• **Dataset items**

========================================================================

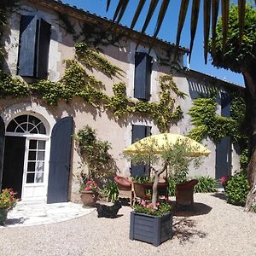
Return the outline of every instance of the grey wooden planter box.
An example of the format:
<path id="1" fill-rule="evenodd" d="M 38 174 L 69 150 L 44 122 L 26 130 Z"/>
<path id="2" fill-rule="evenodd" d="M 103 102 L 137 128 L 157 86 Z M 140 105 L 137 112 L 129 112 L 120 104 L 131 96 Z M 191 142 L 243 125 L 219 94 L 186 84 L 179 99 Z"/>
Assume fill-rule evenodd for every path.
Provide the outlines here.
<path id="1" fill-rule="evenodd" d="M 172 213 L 161 217 L 131 212 L 130 239 L 149 242 L 157 247 L 172 236 Z"/>

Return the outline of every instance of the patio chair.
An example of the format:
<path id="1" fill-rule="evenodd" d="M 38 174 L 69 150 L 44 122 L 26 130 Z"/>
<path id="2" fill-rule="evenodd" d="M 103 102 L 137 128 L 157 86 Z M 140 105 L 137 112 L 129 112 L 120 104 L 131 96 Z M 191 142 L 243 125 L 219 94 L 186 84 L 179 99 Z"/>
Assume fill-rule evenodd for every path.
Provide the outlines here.
<path id="1" fill-rule="evenodd" d="M 197 179 L 192 179 L 176 185 L 176 209 L 177 206 L 191 207 L 194 211 L 194 187 Z"/>
<path id="2" fill-rule="evenodd" d="M 134 192 L 132 182 L 126 177 L 115 176 L 113 177 L 119 189 L 119 198 L 129 198 L 131 206 L 133 204 Z"/>
<path id="3" fill-rule="evenodd" d="M 137 200 L 151 201 L 151 195 L 146 193 L 146 188 L 143 183 L 133 183 L 134 187 L 134 202 Z"/>

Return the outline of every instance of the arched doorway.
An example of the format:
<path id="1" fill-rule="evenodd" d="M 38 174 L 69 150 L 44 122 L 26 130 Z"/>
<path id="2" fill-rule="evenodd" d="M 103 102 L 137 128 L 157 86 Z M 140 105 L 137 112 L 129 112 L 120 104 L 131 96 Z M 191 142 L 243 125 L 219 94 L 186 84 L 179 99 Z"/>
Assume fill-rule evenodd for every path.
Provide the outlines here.
<path id="1" fill-rule="evenodd" d="M 22 201 L 45 201 L 49 131 L 38 117 L 21 114 L 7 125 L 2 188 L 13 188 Z"/>

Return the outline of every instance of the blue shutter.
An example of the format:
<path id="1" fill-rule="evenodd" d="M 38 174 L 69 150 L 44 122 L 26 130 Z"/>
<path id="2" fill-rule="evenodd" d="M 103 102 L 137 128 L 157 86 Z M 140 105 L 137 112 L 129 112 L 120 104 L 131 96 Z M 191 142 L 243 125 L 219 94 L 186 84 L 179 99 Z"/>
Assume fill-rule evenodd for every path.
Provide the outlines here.
<path id="1" fill-rule="evenodd" d="M 221 116 L 230 117 L 230 98 L 221 93 Z M 230 137 L 223 137 L 216 145 L 215 177 L 227 177 L 231 173 L 231 141 Z"/>
<path id="2" fill-rule="evenodd" d="M 18 74 L 34 76 L 36 57 L 37 17 L 21 15 L 20 28 Z"/>
<path id="3" fill-rule="evenodd" d="M 152 57 L 146 53 L 135 55 L 134 97 L 150 100 Z"/>
<path id="4" fill-rule="evenodd" d="M 66 117 L 52 131 L 47 203 L 68 201 L 73 125 L 73 118 Z"/>
<path id="5" fill-rule="evenodd" d="M 145 125 L 132 125 L 131 143 L 145 137 L 150 136 L 151 127 Z M 145 177 L 148 174 L 148 168 L 145 165 L 131 165 L 131 177 Z"/>
<path id="6" fill-rule="evenodd" d="M 4 140 L 5 140 L 5 126 L 3 119 L 0 117 L 0 191 L 2 189 Z"/>
<path id="7" fill-rule="evenodd" d="M 50 38 L 50 24 L 43 19 L 38 26 L 38 42 L 37 57 L 37 78 L 43 79 L 48 77 L 48 58 Z"/>

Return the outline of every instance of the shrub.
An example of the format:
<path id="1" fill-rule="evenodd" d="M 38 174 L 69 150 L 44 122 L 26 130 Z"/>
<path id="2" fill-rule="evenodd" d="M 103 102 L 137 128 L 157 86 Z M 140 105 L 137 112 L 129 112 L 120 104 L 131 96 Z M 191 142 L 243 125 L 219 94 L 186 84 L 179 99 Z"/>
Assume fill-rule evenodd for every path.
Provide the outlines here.
<path id="1" fill-rule="evenodd" d="M 197 177 L 198 183 L 195 186 L 195 193 L 210 193 L 217 191 L 217 181 L 210 177 Z"/>
<path id="2" fill-rule="evenodd" d="M 100 191 L 101 196 L 108 201 L 115 202 L 119 198 L 119 189 L 115 182 L 108 179 Z"/>
<path id="3" fill-rule="evenodd" d="M 172 212 L 172 206 L 167 202 L 157 202 L 156 207 L 154 207 L 151 202 L 142 201 L 140 204 L 135 205 L 132 208 L 136 212 L 154 216 L 162 216 Z"/>
<path id="4" fill-rule="evenodd" d="M 231 177 L 225 188 L 228 202 L 236 206 L 245 206 L 248 192 L 249 183 L 242 172 Z"/>

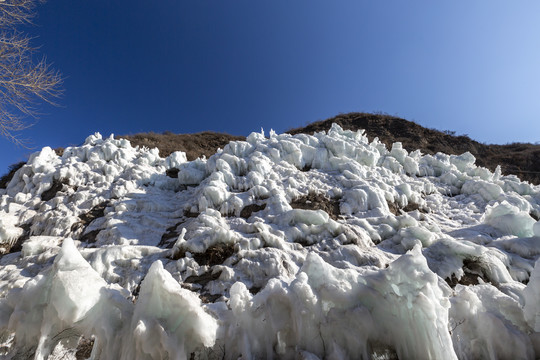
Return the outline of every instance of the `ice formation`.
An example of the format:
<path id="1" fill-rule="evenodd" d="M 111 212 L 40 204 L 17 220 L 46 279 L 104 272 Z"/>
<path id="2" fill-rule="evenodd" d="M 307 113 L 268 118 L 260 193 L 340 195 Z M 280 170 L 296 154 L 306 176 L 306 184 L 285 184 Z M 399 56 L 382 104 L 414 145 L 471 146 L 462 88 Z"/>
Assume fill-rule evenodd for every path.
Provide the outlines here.
<path id="1" fill-rule="evenodd" d="M 539 358 L 539 216 L 470 153 L 337 125 L 190 162 L 95 134 L 0 190 L 0 356 Z"/>

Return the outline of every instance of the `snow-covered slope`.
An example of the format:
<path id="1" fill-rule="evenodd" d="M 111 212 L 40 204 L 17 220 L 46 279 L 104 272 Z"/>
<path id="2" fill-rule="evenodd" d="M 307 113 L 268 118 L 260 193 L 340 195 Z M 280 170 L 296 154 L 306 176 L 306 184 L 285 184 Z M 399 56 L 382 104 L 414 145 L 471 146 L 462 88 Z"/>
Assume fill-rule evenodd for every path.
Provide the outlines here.
<path id="1" fill-rule="evenodd" d="M 0 190 L 0 356 L 538 358 L 540 187 L 474 162 L 339 126 L 44 148 Z"/>

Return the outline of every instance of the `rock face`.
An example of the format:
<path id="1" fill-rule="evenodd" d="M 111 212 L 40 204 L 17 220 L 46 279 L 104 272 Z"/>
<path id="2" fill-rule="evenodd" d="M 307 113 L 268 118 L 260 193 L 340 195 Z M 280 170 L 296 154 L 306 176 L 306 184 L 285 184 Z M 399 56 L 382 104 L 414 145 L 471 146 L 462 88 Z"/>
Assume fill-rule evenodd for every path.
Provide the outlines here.
<path id="1" fill-rule="evenodd" d="M 0 355 L 540 356 L 540 187 L 337 124 L 159 154 L 95 134 L 12 174 Z"/>

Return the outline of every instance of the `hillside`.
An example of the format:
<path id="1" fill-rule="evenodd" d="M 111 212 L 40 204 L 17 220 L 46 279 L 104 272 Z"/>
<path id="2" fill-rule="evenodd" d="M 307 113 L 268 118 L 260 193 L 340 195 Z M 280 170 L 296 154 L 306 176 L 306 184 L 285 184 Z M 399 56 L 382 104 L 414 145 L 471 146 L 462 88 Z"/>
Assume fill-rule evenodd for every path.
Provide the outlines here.
<path id="1" fill-rule="evenodd" d="M 369 113 L 342 114 L 287 132 L 312 135 L 315 132 L 328 131 L 333 123 L 346 130 L 364 129 L 370 140 L 378 137 L 387 147 L 399 141 L 404 149 L 408 151 L 420 149 L 425 154 L 442 152 L 460 155 L 468 151 L 476 157 L 476 164 L 479 166 L 493 171 L 500 165 L 503 174 L 515 174 L 522 180 L 540 184 L 540 145 L 525 143 L 487 145 L 465 135 L 456 136 L 449 131 L 428 129 L 398 117 Z M 174 151 L 184 151 L 188 160 L 194 160 L 202 155 L 208 158 L 229 141 L 245 139 L 242 136 L 210 131 L 196 134 L 141 133 L 124 135 L 120 138 L 129 140 L 133 146 L 157 147 L 162 157 Z"/>
<path id="2" fill-rule="evenodd" d="M 337 124 L 267 135 L 33 154 L 0 189 L 0 356 L 540 357 L 539 186 Z"/>
<path id="3" fill-rule="evenodd" d="M 313 134 L 318 131 L 328 131 L 333 123 L 347 130 L 364 129 L 370 139 L 378 137 L 387 146 L 400 141 L 403 148 L 408 151 L 420 149 L 425 154 L 442 152 L 454 155 L 468 151 L 476 157 L 476 164 L 479 166 L 493 171 L 497 165 L 500 165 L 503 174 L 515 174 L 522 180 L 534 184 L 540 183 L 540 145 L 527 143 L 487 145 L 472 140 L 466 135 L 456 136 L 450 131 L 428 129 L 390 115 L 342 114 L 289 130 L 288 133 Z"/>

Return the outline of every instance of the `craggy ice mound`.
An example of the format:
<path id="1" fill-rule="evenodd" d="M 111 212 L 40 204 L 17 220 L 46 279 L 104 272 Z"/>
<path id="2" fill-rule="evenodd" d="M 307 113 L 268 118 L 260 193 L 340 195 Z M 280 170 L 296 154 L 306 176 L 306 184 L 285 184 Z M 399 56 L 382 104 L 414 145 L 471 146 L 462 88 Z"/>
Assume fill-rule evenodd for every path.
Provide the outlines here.
<path id="1" fill-rule="evenodd" d="M 6 359 L 534 359 L 540 187 L 334 125 L 90 136 L 0 190 Z"/>

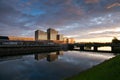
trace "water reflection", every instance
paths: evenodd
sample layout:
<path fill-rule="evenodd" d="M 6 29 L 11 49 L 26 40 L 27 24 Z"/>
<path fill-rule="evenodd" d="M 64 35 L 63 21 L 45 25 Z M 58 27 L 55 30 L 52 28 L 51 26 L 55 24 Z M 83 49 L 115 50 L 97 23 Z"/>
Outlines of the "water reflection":
<path fill-rule="evenodd" d="M 35 54 L 35 60 L 46 58 L 48 62 L 52 62 L 57 60 L 59 55 L 63 55 L 63 51 Z"/>
<path fill-rule="evenodd" d="M 110 53 L 80 51 L 0 57 L 0 80 L 61 80 L 111 57 Z"/>

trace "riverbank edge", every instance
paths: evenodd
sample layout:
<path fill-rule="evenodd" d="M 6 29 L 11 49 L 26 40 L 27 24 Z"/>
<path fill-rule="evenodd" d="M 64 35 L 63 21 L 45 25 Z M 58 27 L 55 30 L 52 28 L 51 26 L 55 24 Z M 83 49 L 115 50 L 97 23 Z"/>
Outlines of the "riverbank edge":
<path fill-rule="evenodd" d="M 120 55 L 65 80 L 120 80 Z"/>

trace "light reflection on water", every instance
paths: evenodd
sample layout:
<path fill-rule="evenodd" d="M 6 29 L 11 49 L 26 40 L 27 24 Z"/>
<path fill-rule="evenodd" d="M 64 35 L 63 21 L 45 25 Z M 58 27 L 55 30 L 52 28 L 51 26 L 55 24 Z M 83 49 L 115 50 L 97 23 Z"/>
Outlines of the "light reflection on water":
<path fill-rule="evenodd" d="M 104 60 L 111 53 L 57 51 L 0 58 L 0 80 L 61 80 Z"/>

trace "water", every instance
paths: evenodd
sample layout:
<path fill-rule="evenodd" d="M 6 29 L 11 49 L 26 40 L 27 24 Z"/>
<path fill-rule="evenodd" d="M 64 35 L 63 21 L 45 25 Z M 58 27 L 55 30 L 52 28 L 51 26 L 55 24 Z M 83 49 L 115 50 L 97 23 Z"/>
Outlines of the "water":
<path fill-rule="evenodd" d="M 1 57 L 0 80 L 61 80 L 112 57 L 112 53 L 80 51 Z"/>

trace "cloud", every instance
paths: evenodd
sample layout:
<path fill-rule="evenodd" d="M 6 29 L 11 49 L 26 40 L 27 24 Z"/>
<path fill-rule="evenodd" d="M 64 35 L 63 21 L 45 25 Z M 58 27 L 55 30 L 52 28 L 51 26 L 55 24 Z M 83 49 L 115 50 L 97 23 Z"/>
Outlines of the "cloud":
<path fill-rule="evenodd" d="M 100 0 L 85 0 L 85 2 L 88 3 L 98 3 Z"/>
<path fill-rule="evenodd" d="M 120 3 L 116 2 L 116 3 L 113 3 L 111 5 L 108 5 L 107 9 L 111 9 L 111 8 L 114 8 L 114 7 L 120 7 Z"/>
<path fill-rule="evenodd" d="M 33 37 L 36 29 L 51 27 L 84 38 L 91 31 L 118 26 L 118 6 L 113 0 L 0 0 L 0 34 Z"/>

========================================================================

• **Exercise instructions**
Rewrite the entries from their beginning through the line containing "22 201 L 45", putting "garden chair" in place of "patio chair" and changing nothing else. Leave the pictures out.

• **Exercise output**
Return the outline of every instance of the grey wooden planter box.
An example of the format:
<path id="1" fill-rule="evenodd" d="M 38 174 L 69 150 L 44 122 L 26 130 Z"/>
<path id="2" fill-rule="evenodd" d="M 103 102 L 137 128 L 157 86 Z M 140 105 L 137 112 L 129 112 L 120 104 L 131 96 Z M 191 142 L 243 125 L 219 94 L 186 84 L 179 99 Z"/>
Assume fill-rule evenodd for every path.
Provide the outlines here.
<path id="1" fill-rule="evenodd" d="M 172 213 L 161 217 L 131 212 L 130 239 L 149 242 L 157 247 L 172 236 Z"/>

Return the outline of every instance of the garden chair.
An example of the format:
<path id="1" fill-rule="evenodd" d="M 38 174 L 69 150 L 44 122 L 26 130 Z"/>
<path id="2" fill-rule="evenodd" d="M 103 102 L 137 128 L 157 86 Z M 140 105 L 137 112 L 129 112 L 120 104 L 131 96 Z M 191 142 L 243 125 L 219 94 L 186 84 L 179 99 Z"/>
Assume fill-rule evenodd for every path.
Provide the outlines here.
<path id="1" fill-rule="evenodd" d="M 197 179 L 192 179 L 176 185 L 176 209 L 177 206 L 191 207 L 194 211 L 194 187 Z"/>
<path id="2" fill-rule="evenodd" d="M 134 192 L 132 182 L 126 177 L 115 176 L 113 177 L 119 189 L 119 198 L 129 198 L 131 206 L 133 204 Z"/>
<path id="3" fill-rule="evenodd" d="M 137 200 L 151 201 L 151 195 L 146 193 L 146 188 L 143 183 L 133 183 L 134 187 L 134 202 Z"/>

Return the outline of every instance of the arched doorway.
An example of the format:
<path id="1" fill-rule="evenodd" d="M 38 174 L 69 150 L 44 122 L 26 130 Z"/>
<path id="2" fill-rule="evenodd" d="M 103 102 L 137 128 L 157 86 Z M 140 105 L 137 112 L 129 112 L 120 104 L 131 96 Z M 191 142 L 243 125 L 219 94 L 186 84 L 179 99 Z"/>
Assume fill-rule evenodd for every path.
Provide the outlines here.
<path id="1" fill-rule="evenodd" d="M 22 201 L 45 201 L 49 131 L 38 117 L 21 114 L 7 125 L 2 188 L 13 188 Z"/>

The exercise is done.